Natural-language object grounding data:
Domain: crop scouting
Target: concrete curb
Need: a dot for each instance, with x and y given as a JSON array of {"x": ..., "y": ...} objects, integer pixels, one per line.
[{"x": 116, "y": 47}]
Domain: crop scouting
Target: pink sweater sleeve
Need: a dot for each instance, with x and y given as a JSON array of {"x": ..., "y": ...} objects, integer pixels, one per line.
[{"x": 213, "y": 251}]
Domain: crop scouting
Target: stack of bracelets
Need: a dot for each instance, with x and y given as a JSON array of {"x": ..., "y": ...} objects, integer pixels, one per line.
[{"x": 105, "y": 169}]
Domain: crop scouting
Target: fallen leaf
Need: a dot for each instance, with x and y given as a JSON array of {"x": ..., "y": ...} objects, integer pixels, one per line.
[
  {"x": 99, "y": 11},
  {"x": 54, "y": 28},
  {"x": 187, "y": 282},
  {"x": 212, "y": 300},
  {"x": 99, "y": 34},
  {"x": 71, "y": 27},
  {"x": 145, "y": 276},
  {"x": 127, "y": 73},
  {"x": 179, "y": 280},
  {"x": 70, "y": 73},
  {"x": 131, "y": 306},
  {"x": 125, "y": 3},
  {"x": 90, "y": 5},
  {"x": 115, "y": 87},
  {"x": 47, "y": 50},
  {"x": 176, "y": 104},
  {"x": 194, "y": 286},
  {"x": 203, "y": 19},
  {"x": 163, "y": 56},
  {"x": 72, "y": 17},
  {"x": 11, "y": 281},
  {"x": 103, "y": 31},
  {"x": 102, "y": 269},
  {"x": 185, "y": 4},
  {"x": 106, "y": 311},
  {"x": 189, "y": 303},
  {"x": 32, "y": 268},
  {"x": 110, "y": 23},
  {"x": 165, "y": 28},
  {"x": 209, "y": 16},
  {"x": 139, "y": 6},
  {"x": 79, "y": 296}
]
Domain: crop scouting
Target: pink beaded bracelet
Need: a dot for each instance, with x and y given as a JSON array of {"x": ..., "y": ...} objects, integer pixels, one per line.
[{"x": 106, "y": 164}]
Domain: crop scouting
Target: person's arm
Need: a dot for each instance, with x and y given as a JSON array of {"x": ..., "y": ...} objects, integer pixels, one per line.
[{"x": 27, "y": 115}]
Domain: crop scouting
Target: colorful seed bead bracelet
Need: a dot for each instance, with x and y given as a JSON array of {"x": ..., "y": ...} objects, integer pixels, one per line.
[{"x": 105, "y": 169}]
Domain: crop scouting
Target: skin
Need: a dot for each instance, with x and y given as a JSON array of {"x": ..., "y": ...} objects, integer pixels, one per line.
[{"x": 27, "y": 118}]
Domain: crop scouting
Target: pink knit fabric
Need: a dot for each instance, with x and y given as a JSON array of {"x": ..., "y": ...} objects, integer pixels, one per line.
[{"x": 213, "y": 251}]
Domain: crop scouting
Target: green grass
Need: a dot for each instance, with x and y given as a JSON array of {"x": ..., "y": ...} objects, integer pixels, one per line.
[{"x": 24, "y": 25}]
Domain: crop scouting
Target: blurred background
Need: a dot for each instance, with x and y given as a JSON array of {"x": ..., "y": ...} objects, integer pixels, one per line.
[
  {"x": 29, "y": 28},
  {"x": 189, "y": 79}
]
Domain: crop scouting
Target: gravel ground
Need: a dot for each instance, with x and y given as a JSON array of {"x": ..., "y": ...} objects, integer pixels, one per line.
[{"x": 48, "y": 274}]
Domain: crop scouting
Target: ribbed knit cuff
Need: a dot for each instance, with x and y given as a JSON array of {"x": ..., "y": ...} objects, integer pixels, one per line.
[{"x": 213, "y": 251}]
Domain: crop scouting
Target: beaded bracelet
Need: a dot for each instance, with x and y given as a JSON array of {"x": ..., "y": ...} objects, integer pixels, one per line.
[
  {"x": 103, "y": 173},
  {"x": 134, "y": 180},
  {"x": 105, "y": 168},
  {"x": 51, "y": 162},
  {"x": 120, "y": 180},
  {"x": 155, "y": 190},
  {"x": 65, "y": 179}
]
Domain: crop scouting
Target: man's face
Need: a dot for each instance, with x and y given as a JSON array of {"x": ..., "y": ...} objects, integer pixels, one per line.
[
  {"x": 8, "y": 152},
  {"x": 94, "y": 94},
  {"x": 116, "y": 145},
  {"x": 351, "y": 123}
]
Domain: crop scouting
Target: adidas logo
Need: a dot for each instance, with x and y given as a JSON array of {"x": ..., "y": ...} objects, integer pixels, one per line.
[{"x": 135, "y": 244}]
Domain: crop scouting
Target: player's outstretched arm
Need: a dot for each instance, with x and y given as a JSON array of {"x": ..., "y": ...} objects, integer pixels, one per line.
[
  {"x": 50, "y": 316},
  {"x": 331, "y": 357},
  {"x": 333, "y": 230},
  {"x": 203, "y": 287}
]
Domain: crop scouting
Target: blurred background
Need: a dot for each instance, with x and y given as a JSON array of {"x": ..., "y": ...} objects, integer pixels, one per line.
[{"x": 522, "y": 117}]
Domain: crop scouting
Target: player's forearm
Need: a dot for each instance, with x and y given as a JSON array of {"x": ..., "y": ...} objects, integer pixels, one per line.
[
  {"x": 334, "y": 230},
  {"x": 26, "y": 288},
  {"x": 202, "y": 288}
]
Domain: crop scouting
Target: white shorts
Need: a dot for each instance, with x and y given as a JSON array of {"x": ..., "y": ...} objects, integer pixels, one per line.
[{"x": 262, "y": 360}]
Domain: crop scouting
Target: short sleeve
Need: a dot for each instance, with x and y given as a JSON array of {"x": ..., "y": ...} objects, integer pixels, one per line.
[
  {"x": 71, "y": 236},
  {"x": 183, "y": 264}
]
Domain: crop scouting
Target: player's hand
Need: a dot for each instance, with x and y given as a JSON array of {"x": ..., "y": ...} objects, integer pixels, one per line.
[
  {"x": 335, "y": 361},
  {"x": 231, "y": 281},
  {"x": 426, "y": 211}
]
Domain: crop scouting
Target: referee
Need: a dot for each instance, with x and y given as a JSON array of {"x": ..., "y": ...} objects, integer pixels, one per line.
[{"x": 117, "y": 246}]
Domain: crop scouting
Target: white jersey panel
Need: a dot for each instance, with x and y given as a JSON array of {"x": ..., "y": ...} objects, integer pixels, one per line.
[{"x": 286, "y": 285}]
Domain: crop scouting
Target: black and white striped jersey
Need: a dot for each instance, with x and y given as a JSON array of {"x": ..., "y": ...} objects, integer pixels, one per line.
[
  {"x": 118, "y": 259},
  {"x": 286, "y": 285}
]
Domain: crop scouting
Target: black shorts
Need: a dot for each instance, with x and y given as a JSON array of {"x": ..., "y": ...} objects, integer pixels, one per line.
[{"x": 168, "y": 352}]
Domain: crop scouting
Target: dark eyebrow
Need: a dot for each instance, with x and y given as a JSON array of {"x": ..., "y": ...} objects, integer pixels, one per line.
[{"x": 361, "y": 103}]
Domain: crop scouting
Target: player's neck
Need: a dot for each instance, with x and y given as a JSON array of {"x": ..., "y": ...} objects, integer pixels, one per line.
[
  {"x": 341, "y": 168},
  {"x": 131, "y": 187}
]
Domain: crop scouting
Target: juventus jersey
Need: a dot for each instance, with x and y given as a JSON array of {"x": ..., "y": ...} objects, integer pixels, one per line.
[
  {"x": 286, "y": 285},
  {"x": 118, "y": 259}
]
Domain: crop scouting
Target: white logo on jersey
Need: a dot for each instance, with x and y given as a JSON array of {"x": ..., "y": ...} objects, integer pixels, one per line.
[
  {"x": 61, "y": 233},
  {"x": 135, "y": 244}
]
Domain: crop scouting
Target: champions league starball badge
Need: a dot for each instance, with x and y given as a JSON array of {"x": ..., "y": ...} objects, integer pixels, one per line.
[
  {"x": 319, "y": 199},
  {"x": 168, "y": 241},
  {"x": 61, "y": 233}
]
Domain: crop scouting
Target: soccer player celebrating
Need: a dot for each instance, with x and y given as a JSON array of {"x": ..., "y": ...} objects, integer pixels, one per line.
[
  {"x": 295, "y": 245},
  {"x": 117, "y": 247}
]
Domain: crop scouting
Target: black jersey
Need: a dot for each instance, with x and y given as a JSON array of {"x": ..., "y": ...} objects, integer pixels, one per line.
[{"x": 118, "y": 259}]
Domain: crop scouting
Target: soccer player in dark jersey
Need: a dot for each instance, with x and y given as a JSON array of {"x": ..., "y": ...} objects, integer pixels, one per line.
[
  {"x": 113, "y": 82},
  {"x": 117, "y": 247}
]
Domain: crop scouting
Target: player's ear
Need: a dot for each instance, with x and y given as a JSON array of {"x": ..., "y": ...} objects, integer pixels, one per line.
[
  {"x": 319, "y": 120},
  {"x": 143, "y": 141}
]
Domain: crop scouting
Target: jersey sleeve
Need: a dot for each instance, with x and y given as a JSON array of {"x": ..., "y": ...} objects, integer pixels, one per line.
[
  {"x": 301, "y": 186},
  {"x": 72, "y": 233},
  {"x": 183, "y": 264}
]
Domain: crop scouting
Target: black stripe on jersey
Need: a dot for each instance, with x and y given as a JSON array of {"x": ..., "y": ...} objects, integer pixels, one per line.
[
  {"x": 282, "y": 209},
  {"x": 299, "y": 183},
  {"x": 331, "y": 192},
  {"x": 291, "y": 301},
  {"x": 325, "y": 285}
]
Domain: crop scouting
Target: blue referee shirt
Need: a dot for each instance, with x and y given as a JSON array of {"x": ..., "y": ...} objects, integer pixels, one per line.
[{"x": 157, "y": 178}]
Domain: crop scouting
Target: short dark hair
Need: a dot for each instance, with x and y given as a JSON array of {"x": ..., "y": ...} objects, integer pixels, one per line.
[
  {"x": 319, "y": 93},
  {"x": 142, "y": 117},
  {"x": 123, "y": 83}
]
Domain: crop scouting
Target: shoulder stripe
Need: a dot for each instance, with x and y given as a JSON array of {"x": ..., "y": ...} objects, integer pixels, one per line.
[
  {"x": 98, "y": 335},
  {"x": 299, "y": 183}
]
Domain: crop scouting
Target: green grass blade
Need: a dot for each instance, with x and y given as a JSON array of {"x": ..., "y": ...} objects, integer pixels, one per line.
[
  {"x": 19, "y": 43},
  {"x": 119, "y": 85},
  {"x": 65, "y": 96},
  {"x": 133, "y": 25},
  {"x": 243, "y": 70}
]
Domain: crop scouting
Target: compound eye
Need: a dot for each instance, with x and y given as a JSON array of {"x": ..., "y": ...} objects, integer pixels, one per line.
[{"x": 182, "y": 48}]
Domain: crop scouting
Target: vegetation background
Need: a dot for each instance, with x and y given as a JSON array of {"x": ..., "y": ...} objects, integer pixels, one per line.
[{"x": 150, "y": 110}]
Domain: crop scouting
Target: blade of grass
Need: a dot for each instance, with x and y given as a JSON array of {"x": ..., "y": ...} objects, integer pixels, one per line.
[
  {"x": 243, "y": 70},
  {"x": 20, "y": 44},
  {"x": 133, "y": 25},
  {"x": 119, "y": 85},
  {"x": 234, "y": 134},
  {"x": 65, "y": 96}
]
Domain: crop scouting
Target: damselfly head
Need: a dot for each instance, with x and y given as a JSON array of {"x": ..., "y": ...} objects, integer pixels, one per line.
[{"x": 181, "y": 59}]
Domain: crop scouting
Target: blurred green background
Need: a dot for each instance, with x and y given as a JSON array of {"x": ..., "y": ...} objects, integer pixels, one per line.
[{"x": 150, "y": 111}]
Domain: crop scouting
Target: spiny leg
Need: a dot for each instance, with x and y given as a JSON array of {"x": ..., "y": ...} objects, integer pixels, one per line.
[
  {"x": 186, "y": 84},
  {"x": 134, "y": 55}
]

*WHAT YOU SHOULD DO:*
Working through the records, copy each line in which the word "background" appears.

*RESULT FOR THIS EXERCISE:*
Target: blurred background
Target: blurred background
Target: vegetation background
Target: blurred green background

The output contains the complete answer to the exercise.